===== 本文 =====

なお、VSOPの科学的成果のハイライトは、国立天文台スペースVLBI推進室によってさらに詳細な情報とともにまとめられております。

ジェットのうねり構造

クェーサー3C 273の電波ジェットと二重稜線構造。北東(図の左上)端が電波核で、南西(右下)方向にジェットを噴き出しています。左下のグラフはそれぞれ白破線 A, B, C, Dでスライスした場所での電波強度(輝度)の様子で、横軸はジェット右端からの距離になっています。3C 273は地球から約25億光年の距離にある銀河の中心核で、太陽の約10兆倍もの明るさで輝いているクェーサーです。VSOPの高分解能でジェットの内部構造を詳細に調べた結果、ジェットの明るい部分(輝度の稜線)をたどっていくと、中心軸(黒い破線)にからみつくような二重らせん状(図の赤線、青線) の構造が発見されました。これはジェットの中で二つの異なる速度を持つプラズマの流れが複雑に絡み合った結果(ケルビン-ヘルムホルツ不安定性)で生じたと考えられています。

(Lobanov, A. P., Zensus, J. A. 2001, Science 294, 128)

ジェットのうねり構造

クェーサー1928+738の4年間にわたるモニター観測で得られた、電波ジェットがうねりながら変化していく様子です。一番左は1997年8月、「はるか」が打ち上げられて半年後に観測した時のジェットの様子、そして一番右は2001年9月に観測した時のジェットの様子です。

ジェットが波打ちながら流れていく「うねり」構造は、3C 273のようなジェット内の不安定性だけでなく、ジェットの根元が揺れることによって起こるとも解釈されています。ホースで水まきするときのように、ジェットの明るい部分がまっすぐに飛んでいたとしても噴き出す根元の向きが変化すると、うねったジェットのような形になります。これを検証するには、一つの天体を長い期間にわたって観測し、ジェットの明るい部分がどのような運動をするのかを調べればよいのです。クェーサー1928+738を4年間にわたって7回観測した結果、ジェットの明るい部分が弾道的に運動していることが確かめられました。このクェーサーで見られるようなジェットの根元の向きが変化する原因は、活動銀河核中心部の2つの超巨大な天体(ブラックホール)が互いに軌道運動を行い、そのうちの一方からジェットが出ているためだと考えられます。

===== データ抜粋 =====

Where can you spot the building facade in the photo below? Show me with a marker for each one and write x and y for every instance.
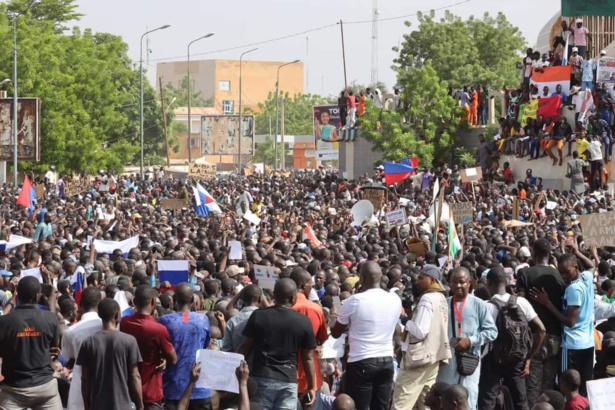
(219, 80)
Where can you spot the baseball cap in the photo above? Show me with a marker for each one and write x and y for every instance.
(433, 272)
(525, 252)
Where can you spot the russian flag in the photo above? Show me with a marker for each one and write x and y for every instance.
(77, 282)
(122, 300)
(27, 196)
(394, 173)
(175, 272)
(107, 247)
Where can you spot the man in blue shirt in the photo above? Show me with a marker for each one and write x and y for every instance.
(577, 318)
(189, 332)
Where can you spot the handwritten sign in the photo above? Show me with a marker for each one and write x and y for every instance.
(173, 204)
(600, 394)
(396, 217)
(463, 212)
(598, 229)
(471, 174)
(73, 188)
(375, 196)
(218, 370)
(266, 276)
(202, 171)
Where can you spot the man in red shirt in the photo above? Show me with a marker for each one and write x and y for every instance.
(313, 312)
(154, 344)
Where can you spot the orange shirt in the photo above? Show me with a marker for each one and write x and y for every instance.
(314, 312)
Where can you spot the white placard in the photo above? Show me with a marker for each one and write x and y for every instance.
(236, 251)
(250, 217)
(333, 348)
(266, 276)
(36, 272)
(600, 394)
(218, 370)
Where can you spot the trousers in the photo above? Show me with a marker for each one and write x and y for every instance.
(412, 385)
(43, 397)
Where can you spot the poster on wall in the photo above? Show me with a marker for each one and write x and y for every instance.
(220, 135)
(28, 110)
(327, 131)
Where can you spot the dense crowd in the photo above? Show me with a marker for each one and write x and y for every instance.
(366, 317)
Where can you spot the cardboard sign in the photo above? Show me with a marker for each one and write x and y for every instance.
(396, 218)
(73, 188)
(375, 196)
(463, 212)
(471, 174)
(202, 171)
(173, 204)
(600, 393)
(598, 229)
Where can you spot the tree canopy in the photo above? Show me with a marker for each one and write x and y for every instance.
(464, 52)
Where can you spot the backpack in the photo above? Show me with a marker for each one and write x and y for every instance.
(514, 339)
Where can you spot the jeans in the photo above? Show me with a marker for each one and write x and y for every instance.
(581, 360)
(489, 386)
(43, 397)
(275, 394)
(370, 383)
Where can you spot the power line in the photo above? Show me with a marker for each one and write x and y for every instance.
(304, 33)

=====

■ 課題 ■
- 1) 本文で、3C 273の図の中でスライスした場所を示す白破線に付けられた記号をすべて挙げなさい。
- 2) 本文によると、クェーサー1928+738は何年間に何回観測されましたか。
- 3) 本文のうち、「なお、VSOPの科学的成果の」という語句を含むところから始まり「した時のジェットの様子です。」で終わる部分を、一字一句変えずに書き写しなさい。

■ 解答 ■
- 1) A、B、C、D

- 2) 4年間にわたって7回観測されました。

- 3)
なお、VSOPの科学的成果のハイライトは、国立天文台スペースVLBI推進室によってさらに詳細な情報とともにまとめられております。

ジェットのうねり構造

クェーサー3C 273の電波ジェットと二重稜線構造。北東(図の左上)端が電波核で、南西(右下)方向にジェットを噴き出しています。左下のグラフはそれぞれ白破線 A, B, C, Dでスライスした場所での電波強度(輝度)の様子で、横軸はジェット右端からの距離になっています。3C 273は地球から約25億光年の距離にある銀河の中心核で、太陽の約10兆倍もの明るさで輝いているクェーサーです。VSOPの高分解能でジェットの内部構造を詳細に調べた結果、ジェットの明るい部分(輝度の稜線)をたどっていくと、中心軸(黒い破線)にからみつくような二重らせん状(図の赤線、青線) の構造が発見されました。これはジェットの中で二つの異なる速度を持つプラズマの流れが複雑に絡み合った結果(ケルビン-ヘルムホルツ不安定性)で生じたと考えられています。

(Lobanov, A. P., Zensus, J. A. 2001, Science 294, 128)

ジェットのうねり構造

クェーサー1928+738の4年間にわたるモニター観測で得られた、電波ジェットがうねりながら変化していく様子です。一番左は1997年8月、「はるか」が打ち上げられて半年後に観測した時のジェットの様子、そして一番右は2001年9月に観測した時のジェットの様子です。